Krótkie ćwiczenie
Proszę powtórzyć cały poniższy materiał dokładnie, wiersz po wierszu, ale bez obrazów.

Fragment zbioru danych
* * * * * * *
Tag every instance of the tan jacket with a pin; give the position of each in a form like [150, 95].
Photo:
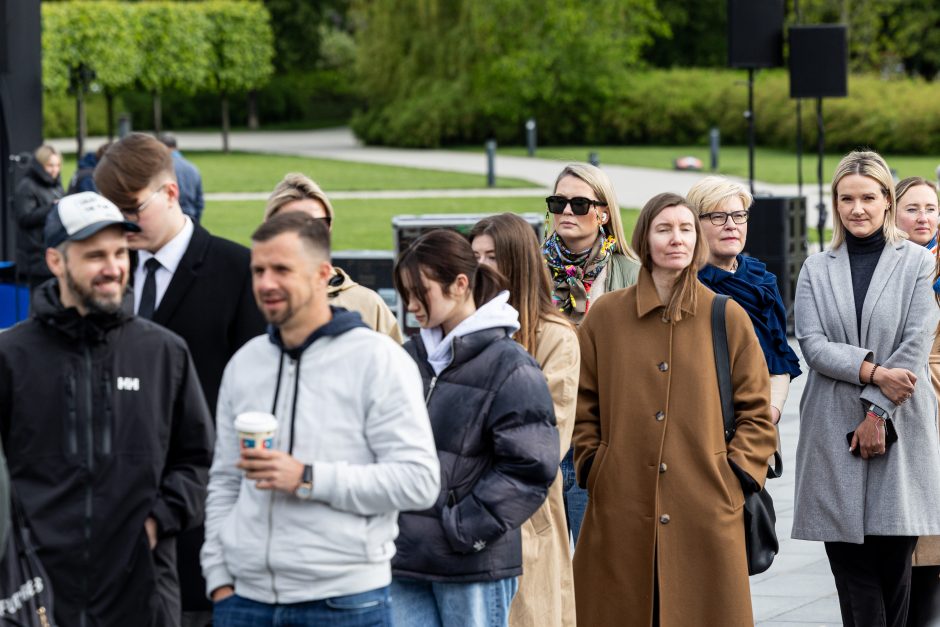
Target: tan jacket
[649, 443]
[346, 293]
[927, 552]
[546, 588]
* * * * * * *
Odpowiedź
Tag every instance of the tan jacket with a pin; give the position of each in a form like [150, 95].
Photo:
Target: tan jacket
[649, 443]
[346, 293]
[927, 552]
[546, 588]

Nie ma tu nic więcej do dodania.